Records from a point labeling set:
----

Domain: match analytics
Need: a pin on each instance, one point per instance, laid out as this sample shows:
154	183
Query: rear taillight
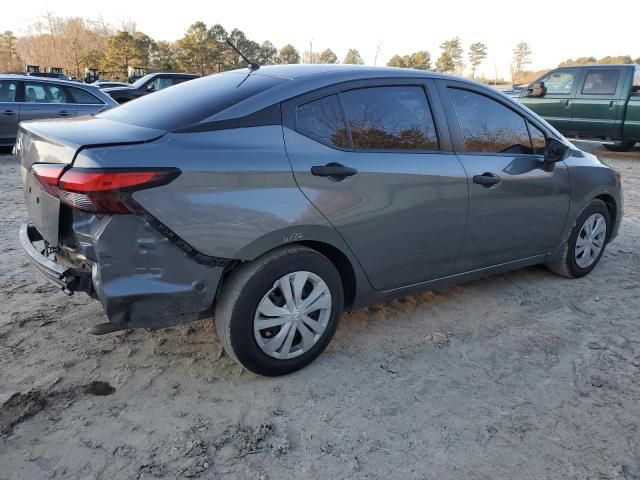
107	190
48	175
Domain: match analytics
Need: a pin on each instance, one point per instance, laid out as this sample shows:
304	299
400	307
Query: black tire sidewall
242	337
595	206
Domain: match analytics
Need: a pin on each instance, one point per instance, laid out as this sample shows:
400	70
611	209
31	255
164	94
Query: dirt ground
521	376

----

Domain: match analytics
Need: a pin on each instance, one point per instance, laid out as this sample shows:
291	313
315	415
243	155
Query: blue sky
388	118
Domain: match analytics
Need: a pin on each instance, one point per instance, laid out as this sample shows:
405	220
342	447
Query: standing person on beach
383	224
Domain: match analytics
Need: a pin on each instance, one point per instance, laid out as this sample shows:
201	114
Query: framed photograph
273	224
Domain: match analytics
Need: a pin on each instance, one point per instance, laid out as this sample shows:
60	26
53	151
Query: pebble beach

----

REQUIREMENT
Identify every line in the items above that contains the word "beach", matching case exactly, and copy each of those lines.

REPLY TO THE TASK
Query: standing person on beach
Query: pebble beach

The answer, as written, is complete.